-- Start of Text excerpt --

# Chassis in my garage!



## Eric Animal (Oct 28, 2007)

Figured I'd post a few pics......the thing is a masterpiece of fabrication. I can't wait to start putting parts to it!!!!arty:


----------



## Instg8ter (Sep 28, 2010)

dying to see that beast come together Eric...keep posting pics


----------



## jetstang (Nov 5, 2008)

Incredible, does it use rear coilovers?
They couldn't paint it for you? JK..
What is the link to their chassis?


----------



## Eric Animal (Oct 28, 2007)

It uses front and rear coil overs, and 4 wheel disc brakes (Willwood) they are shipped seperately for safety reasons. They will paint or CHROME the unit, but I am gonna powder coat it after the test fit.....Street Rod Garage Ask for Chris Sutton.


----------



## jetstang (Nov 5, 2008)

You could just leave the adapters in place and have a ridgid chassis like the harley guys do. That thing is trick, I bet it's going to handle like it's on rails. How wide of a rear tire can you put on there?
I checked out the site, real nice. Why'd you pick coilovers over air ride, they were both the same price, just picking your brain as you did all the homework already.

-- End of Text excerpt --
-- Start of Dataset records --

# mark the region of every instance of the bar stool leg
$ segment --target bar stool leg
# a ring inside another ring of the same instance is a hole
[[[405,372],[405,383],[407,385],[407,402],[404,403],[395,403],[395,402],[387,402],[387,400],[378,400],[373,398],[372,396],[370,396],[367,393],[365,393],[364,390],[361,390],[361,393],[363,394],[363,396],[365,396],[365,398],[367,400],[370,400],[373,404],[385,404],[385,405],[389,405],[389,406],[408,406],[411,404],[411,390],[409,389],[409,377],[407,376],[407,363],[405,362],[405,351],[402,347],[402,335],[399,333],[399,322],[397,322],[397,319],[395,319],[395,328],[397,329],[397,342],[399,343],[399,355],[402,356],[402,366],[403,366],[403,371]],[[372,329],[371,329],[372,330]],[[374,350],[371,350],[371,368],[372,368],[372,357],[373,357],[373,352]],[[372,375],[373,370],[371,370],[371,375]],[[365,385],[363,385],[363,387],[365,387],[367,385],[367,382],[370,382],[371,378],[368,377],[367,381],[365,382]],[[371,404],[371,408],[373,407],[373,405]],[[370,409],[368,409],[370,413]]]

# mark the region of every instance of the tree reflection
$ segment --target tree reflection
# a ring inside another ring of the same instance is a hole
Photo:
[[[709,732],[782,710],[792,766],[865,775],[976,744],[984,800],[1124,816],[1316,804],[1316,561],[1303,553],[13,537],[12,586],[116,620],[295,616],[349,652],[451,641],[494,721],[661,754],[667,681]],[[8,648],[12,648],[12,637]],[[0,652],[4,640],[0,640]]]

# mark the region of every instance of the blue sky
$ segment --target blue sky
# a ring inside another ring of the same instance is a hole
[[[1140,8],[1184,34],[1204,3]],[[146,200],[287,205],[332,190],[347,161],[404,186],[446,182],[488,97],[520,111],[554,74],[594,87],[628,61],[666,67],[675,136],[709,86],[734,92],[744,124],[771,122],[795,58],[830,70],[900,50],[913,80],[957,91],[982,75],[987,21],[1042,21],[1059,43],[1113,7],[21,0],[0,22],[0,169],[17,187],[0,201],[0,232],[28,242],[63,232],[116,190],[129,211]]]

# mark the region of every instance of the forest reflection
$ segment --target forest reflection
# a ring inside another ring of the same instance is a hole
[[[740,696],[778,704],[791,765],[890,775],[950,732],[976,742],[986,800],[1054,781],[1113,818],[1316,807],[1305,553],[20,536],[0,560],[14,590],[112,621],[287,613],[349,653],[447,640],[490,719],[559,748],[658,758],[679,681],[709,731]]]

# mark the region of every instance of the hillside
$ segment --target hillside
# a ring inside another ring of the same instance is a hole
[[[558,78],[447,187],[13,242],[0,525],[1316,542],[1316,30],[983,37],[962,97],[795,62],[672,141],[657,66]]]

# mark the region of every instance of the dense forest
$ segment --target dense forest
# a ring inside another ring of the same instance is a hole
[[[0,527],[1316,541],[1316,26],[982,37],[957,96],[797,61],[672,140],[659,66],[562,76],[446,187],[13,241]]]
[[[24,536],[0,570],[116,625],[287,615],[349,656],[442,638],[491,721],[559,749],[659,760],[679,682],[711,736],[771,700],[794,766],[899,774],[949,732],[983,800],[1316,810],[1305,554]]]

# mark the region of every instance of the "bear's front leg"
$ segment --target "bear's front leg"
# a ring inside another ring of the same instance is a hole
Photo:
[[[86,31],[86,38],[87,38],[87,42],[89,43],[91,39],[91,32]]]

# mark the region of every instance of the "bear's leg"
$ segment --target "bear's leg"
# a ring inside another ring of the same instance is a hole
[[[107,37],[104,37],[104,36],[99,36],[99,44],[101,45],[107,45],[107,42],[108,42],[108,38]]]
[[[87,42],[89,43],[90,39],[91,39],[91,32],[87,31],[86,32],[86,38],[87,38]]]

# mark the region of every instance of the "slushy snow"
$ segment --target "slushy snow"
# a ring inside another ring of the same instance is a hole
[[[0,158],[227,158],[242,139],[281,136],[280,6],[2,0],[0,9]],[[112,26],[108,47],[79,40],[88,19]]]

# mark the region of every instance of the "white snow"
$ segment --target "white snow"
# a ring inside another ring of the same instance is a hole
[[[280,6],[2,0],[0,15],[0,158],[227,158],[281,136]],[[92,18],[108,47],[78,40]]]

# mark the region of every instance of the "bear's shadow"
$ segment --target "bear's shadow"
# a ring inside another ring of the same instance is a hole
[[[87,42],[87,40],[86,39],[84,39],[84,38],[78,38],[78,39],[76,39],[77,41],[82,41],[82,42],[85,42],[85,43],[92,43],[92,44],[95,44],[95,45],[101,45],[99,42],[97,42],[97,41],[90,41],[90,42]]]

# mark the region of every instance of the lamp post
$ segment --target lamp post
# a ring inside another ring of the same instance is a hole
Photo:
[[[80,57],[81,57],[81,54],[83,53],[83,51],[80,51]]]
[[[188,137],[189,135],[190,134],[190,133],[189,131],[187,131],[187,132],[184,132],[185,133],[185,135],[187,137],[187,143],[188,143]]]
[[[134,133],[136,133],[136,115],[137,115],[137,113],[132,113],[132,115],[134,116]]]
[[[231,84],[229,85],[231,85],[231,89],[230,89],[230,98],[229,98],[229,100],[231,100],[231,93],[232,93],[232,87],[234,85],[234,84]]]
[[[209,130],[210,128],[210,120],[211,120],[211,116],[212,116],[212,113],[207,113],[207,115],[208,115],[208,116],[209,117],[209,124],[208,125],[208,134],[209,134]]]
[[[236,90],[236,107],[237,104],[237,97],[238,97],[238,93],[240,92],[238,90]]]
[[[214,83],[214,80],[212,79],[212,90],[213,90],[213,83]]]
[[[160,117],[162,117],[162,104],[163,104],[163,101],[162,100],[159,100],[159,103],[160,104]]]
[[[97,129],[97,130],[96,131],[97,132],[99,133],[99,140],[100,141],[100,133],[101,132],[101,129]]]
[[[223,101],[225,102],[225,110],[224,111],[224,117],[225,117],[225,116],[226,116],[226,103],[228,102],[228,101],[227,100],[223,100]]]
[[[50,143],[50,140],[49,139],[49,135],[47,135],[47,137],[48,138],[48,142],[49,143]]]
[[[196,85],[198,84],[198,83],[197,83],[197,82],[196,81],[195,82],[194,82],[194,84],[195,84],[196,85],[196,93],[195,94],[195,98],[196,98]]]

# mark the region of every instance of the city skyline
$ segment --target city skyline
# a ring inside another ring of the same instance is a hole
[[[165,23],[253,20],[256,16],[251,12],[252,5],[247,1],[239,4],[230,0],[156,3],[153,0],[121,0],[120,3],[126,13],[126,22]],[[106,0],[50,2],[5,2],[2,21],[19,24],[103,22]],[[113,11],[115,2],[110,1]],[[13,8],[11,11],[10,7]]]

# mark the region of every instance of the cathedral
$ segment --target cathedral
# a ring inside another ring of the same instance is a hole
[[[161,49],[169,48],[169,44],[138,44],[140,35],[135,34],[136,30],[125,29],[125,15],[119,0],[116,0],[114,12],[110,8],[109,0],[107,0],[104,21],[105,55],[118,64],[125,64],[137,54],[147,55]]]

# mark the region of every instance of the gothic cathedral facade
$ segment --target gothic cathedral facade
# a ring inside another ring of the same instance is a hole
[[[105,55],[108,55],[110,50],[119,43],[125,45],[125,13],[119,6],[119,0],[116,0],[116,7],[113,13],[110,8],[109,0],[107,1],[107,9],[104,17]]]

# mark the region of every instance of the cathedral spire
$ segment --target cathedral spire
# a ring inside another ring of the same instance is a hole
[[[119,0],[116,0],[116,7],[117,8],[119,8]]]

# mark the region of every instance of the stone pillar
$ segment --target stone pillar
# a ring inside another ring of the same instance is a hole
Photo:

-- End of Dataset records --

* **Prompt A**: According to the chassis thread, what does Eric Animal plan to do to the chassis after the test fit?
* **Prompt B**: Summarize the chassis thread in two sentences.

* **Exercise output A**: Powder coat it.

* **Exercise output B**: Eric Animal posts pictures of a chassis from Street Rod Garage, which uses front and rear coilovers and four-wheel disc brakes, and plans to powder coat it after a test fit. Other members praise it, and jetstang asks how wide a rear tire it can take and why coilovers were chosen over air ride.